Begin Data shown

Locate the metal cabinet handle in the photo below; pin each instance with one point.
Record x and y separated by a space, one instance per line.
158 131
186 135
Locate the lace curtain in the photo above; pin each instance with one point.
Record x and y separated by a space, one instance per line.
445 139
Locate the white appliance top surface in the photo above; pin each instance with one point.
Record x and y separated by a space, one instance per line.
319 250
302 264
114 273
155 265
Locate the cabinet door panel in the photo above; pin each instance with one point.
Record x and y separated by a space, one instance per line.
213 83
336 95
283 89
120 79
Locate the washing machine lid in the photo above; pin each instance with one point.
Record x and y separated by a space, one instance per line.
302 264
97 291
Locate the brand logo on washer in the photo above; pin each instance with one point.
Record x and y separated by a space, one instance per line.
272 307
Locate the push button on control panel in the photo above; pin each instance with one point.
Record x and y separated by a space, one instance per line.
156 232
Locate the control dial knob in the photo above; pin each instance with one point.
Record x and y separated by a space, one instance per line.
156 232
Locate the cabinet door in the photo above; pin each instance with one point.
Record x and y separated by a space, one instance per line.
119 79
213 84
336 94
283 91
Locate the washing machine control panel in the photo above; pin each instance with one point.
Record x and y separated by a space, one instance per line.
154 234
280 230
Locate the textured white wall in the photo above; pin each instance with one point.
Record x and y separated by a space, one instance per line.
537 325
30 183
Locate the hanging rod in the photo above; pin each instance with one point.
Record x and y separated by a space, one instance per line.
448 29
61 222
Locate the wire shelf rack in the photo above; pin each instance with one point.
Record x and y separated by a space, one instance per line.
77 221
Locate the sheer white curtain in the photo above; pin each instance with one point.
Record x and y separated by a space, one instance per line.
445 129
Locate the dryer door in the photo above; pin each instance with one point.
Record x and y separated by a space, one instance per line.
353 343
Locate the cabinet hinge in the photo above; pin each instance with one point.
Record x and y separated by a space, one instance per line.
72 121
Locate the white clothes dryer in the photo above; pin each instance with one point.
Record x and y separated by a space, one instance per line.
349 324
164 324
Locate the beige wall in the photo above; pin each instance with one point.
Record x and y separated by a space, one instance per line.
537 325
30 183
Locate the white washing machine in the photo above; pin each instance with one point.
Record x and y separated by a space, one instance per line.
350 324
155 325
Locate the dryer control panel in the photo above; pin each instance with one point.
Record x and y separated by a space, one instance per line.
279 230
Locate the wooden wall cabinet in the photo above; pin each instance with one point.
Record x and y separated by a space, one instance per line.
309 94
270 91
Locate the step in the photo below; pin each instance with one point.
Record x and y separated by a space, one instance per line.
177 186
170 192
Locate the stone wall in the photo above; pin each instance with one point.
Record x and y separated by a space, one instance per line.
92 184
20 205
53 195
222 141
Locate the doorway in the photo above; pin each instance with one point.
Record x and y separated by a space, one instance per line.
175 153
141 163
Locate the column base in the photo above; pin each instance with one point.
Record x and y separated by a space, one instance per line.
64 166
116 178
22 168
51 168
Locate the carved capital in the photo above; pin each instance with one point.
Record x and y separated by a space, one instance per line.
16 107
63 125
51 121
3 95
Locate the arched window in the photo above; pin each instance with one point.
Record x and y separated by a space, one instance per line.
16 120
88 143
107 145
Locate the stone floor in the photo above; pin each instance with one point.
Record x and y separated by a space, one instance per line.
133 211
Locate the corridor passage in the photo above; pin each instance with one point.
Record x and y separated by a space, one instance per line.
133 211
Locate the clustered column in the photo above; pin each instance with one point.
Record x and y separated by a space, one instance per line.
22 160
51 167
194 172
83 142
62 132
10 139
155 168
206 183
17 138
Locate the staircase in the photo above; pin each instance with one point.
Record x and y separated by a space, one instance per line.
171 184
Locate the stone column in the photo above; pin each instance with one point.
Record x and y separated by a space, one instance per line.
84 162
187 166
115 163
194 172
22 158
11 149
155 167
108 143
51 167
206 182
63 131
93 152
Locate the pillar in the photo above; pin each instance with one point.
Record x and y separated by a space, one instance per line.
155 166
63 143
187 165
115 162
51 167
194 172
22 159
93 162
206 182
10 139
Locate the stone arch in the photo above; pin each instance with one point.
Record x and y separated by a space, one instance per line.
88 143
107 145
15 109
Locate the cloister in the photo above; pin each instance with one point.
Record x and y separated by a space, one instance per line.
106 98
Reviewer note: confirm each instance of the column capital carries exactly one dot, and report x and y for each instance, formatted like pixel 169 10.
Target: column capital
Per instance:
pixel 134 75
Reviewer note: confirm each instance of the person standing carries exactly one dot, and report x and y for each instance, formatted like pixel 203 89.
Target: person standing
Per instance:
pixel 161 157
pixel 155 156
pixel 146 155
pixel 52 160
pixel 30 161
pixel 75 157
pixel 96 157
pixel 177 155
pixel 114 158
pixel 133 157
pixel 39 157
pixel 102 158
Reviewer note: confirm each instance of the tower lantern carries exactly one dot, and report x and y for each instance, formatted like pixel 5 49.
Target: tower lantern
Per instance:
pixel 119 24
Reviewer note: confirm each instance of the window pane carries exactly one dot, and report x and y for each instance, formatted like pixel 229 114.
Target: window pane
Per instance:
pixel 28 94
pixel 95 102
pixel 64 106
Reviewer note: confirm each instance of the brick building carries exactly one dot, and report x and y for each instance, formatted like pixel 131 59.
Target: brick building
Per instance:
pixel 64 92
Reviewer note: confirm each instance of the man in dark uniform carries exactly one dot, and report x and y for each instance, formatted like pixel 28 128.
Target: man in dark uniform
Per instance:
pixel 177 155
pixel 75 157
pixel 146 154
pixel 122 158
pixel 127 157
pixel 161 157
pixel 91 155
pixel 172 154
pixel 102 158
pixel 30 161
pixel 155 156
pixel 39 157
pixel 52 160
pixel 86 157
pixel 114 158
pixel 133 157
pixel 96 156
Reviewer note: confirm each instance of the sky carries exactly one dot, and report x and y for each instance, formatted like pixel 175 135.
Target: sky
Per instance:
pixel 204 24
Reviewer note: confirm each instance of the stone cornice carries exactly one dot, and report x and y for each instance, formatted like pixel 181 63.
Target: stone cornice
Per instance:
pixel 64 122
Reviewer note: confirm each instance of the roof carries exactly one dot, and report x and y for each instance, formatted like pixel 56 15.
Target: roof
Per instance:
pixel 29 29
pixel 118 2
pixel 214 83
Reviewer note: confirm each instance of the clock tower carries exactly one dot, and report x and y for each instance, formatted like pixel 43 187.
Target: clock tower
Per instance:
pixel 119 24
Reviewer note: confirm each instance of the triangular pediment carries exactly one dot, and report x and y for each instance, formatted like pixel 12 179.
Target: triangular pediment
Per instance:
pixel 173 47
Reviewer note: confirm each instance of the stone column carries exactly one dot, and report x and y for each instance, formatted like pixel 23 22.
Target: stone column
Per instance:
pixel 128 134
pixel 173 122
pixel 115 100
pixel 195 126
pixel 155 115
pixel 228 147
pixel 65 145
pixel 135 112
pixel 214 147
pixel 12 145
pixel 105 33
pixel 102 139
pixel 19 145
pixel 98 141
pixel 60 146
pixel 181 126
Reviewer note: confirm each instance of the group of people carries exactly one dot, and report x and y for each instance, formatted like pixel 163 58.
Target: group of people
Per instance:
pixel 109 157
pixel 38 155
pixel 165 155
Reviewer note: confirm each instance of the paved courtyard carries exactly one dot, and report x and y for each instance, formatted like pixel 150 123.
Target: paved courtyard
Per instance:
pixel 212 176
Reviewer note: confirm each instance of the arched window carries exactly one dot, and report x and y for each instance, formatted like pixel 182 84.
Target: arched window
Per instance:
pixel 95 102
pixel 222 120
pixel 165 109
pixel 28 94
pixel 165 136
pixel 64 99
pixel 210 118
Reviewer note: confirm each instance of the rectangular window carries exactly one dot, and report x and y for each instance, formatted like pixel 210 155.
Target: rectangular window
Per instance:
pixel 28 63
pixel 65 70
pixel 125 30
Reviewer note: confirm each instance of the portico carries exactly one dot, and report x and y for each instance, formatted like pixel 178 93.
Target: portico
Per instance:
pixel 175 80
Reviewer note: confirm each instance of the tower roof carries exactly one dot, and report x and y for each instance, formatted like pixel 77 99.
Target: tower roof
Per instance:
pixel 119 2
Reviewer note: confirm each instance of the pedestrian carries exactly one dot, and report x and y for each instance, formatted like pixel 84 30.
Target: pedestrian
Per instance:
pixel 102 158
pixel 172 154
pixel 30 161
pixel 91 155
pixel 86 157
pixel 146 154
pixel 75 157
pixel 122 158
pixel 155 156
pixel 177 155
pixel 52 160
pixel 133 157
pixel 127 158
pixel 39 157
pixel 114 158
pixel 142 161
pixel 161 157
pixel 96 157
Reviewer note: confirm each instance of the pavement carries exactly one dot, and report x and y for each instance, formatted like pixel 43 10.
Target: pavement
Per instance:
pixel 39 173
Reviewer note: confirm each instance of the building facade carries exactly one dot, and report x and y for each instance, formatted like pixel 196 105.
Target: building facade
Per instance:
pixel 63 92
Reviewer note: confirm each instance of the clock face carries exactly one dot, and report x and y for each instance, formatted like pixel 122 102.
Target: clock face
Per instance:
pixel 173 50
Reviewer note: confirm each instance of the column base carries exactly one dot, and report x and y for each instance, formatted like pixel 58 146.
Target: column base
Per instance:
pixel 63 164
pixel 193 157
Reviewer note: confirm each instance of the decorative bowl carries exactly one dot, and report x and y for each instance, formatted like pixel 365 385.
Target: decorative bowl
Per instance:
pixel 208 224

End Data shown

Stated problem:
Only those lines running from the one containing "Reviewer note: confirm each instance of the rectangular" through the last line of the data above are to be copied, exactly, with both ends included.

Answer:
Reviewer note: confirm each instance of the rectangular window carries exactly one dot, and report x and y for each instance, formatted like pixel 210 155.
Target: rectangular window
Per instance:
pixel 28 63
pixel 65 70
pixel 125 30
Reviewer note: confirm each instance of the portico carries exactly one dot, and report x and y for each instance, formatted like pixel 178 93.
Target: portico
Per instance:
pixel 175 80
Reviewer note: confirm each instance of the tower roof carries exactly one dot, and report x and y for each instance, formatted like pixel 77 99.
Target: tower roof
Per instance:
pixel 119 2
Reviewer note: confirm each instance of the pedestrian carries exactly one dot, and report x and y for each instance, formatted like pixel 84 30.
Target: pedestrian
Per instance:
pixel 102 158
pixel 172 154
pixel 30 161
pixel 91 155
pixel 86 157
pixel 146 154
pixel 75 157
pixel 122 158
pixel 155 156
pixel 177 155
pixel 52 160
pixel 133 157
pixel 127 158
pixel 39 157
pixel 114 158
pixel 142 161
pixel 161 157
pixel 96 157
Reviewer note: confirm each instance of the pavement carries exactly one dot, and report x and y for each instance, formatted like pixel 43 10.
Target: pavement
Per instance:
pixel 39 173
Reviewer note: confirm each instance of the building facade carries exactly one dot, and report x and y for each instance, formatted like pixel 196 105.
Target: building facade
Per instance:
pixel 63 92
Reviewer note: confirm each instance of the clock face carries exactly one dot, and report x and y for each instance, formatted like pixel 122 102.
Target: clock face
Per instance:
pixel 173 50
Reviewer note: confirm each instance of the column base carries exactly one dot, and report x and y for each instance, formatted like pixel 58 146.
Target: column base
Per instance:
pixel 63 164
pixel 193 157
Reviewer note: confirm each instance of the decorative bowl carries exactly one dot, and report x and y for each instance, formatted like pixel 365 385.
Target: decorative bowl
Per instance:
pixel 208 224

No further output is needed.